> [RECORDS SUPPLIED]
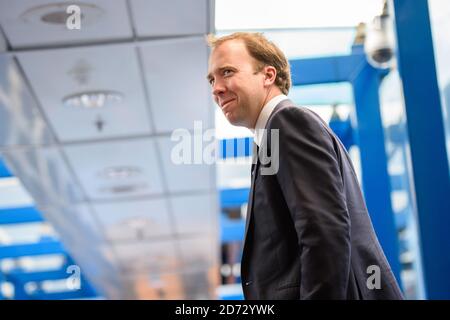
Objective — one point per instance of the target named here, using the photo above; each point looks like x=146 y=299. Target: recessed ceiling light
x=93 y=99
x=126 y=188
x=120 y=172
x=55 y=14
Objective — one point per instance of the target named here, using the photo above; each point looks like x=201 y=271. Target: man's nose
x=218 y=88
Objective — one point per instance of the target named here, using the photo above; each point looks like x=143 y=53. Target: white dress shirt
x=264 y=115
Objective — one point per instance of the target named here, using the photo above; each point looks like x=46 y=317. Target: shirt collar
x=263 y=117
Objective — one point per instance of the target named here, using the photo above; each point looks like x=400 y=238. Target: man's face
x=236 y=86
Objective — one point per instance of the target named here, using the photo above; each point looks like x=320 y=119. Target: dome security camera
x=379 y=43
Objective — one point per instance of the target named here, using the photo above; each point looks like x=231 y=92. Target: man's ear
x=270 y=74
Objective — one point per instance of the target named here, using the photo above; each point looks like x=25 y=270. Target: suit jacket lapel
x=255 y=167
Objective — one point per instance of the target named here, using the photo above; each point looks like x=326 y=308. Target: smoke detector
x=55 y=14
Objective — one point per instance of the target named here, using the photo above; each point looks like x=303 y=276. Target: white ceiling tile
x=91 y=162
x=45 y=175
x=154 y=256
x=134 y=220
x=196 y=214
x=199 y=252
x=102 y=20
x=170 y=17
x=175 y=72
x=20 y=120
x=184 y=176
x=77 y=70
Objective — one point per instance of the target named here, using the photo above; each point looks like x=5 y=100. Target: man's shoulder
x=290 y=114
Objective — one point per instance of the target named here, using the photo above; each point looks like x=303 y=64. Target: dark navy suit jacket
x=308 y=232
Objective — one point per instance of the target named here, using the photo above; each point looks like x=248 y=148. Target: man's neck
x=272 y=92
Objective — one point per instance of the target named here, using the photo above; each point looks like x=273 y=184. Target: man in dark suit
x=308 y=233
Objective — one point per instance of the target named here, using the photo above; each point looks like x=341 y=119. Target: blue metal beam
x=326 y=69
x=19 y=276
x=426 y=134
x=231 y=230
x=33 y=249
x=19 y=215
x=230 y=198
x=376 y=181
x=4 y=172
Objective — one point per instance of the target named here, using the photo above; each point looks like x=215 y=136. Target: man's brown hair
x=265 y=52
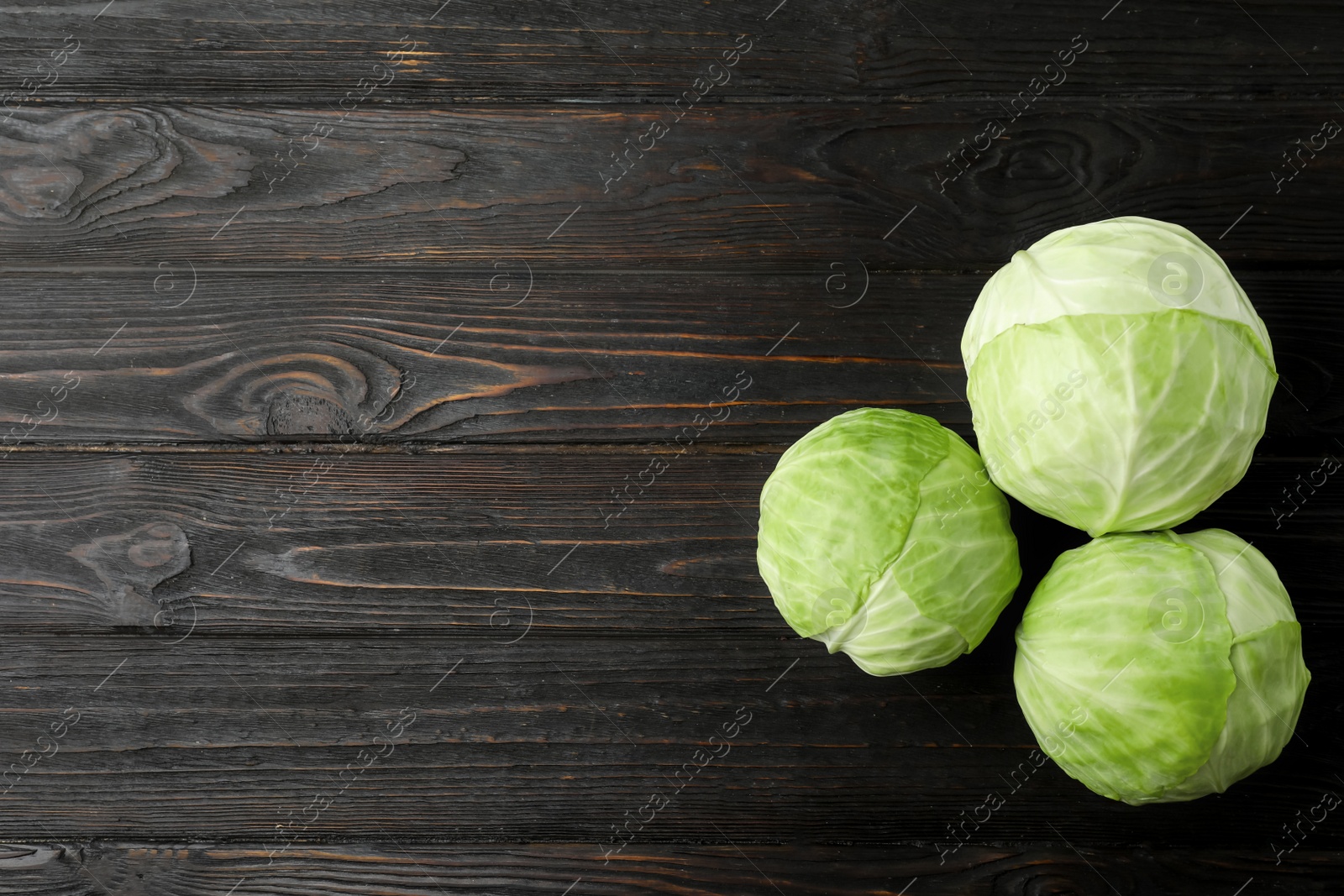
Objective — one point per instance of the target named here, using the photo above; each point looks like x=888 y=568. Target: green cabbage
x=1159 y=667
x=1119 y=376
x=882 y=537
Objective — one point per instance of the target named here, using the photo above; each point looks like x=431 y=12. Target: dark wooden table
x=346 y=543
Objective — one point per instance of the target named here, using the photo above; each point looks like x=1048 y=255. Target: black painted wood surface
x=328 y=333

> [TASK OBJECTIVE] Each entry above must be repeated word for word, minus its images.

> [ANSWER FOR THIS EXERCISE]
Objective — one point per instance of the target named here, using the photo above; each point looks like x=146 y=299. Target: recessed ceiling light
x=93 y=99
x=126 y=188
x=120 y=172
x=55 y=14
Objective — one point per instance of the target named here, using the photo above; each point looks like x=201 y=271. Target: man's nose
x=218 y=88
Objective — one point per instance of the target named here, using the photo above; each point looks like x=143 y=53. Target: white dress shirt
x=264 y=115
Objective — one point per instance of the target named here, using the photo above; each point looks like x=46 y=317. Target: shirt collar
x=263 y=117
Objective — one point per instance of the target named here, using the photo above; each point looks like x=400 y=238. Target: man's face
x=236 y=86
Objective — one point per instance of the target named here, using the photo above; each point looks like x=320 y=119. Target: dome security camera
x=379 y=43
Objective — one point per instance of the target named here, using the photo above; each point looks like x=231 y=92. Target: man's ear
x=270 y=74
Objective — one point per instance of the target named here, using the photo above; each point looks like x=25 y=270. Target: suit jacket lapel
x=255 y=167
Objective — one point per instance of the target named here, using the photo above; each point looks like x=326 y=308. Target: smoke detector
x=55 y=14
Objective — one point per instance of the target named here, using the photo above; each point looks like x=303 y=276. Target: white ceiling tile
x=91 y=162
x=45 y=175
x=154 y=256
x=134 y=220
x=196 y=214
x=199 y=252
x=102 y=20
x=170 y=17
x=175 y=72
x=20 y=120
x=184 y=176
x=77 y=70
Objective — one point per instance of the target named here, using the photo above; each point looks like x=5 y=100. Target: man's shoulder
x=290 y=114
Objective — one point per instance of the target named here, using the photo above; each point looks like x=303 y=64. Target: dark navy suit jacket
x=308 y=232
Objective — one point per instance of the target named here, using the photo above; each point looks like x=248 y=148. Target: man's neck
x=272 y=92
Objective — one point per instance of the target named here, using the photo above; each point looks like x=273 y=184. Target: man in dark suit
x=308 y=233
Objective — one point per instance of the target named here, using the photo above; each point looks like x=341 y=119. Target: blue metal beam
x=326 y=69
x=19 y=276
x=426 y=134
x=231 y=230
x=33 y=249
x=19 y=215
x=230 y=198
x=376 y=181
x=4 y=172
Objective — one point per instance of the target named here, using the photo above; each point looks like x=215 y=136. Target: man's brown hair
x=265 y=52
Objective — one point per instance of the target named here, using the photo above; each point looks like x=888 y=568. Target: green cabbage
x=1159 y=667
x=1119 y=376
x=882 y=537
Objective — one point per instance of the target named here, using the photo above; each point looks like x=431 y=12. Target: dark wooden table
x=346 y=543
Objective — one point per instance of the target named here, using the photo above; each point looks like x=1048 y=255. Target: black painted wood surface
x=328 y=333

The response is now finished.